* About this exercise:
Everything from the line containing "Target: wave" through the last line of the data below must be copied exactly, with no other lines included.

* Given data:
-----

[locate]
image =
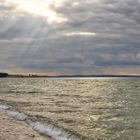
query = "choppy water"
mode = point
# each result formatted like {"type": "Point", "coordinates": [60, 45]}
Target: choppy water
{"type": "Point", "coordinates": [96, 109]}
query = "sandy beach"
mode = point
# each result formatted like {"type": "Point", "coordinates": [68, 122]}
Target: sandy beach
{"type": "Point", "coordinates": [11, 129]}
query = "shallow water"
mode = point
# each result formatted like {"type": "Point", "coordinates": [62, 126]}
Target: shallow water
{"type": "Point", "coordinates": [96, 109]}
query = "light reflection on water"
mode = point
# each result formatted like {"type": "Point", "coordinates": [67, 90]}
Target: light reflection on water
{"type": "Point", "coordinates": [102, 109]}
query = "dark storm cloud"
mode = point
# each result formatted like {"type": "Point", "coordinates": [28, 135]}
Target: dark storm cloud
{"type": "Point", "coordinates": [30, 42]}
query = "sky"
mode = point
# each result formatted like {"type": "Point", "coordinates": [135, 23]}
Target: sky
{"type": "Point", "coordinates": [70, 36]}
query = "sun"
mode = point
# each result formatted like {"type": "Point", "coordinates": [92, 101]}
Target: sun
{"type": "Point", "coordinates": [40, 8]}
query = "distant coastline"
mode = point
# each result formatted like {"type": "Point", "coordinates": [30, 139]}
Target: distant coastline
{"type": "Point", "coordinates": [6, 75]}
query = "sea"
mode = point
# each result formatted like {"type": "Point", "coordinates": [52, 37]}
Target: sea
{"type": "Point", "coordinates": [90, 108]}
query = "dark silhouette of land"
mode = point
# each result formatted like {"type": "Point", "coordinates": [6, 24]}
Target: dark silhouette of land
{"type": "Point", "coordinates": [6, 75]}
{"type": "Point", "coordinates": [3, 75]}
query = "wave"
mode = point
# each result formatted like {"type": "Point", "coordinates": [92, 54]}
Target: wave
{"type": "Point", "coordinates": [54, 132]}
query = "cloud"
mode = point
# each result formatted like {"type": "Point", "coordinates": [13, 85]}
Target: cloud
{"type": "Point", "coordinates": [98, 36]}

-----

* Result of this exercise:
Target: wave
{"type": "Point", "coordinates": [54, 132]}
query = "cloud"
mode = point
# each result formatted like {"type": "Point", "coordinates": [13, 85]}
Target: cloud
{"type": "Point", "coordinates": [98, 36]}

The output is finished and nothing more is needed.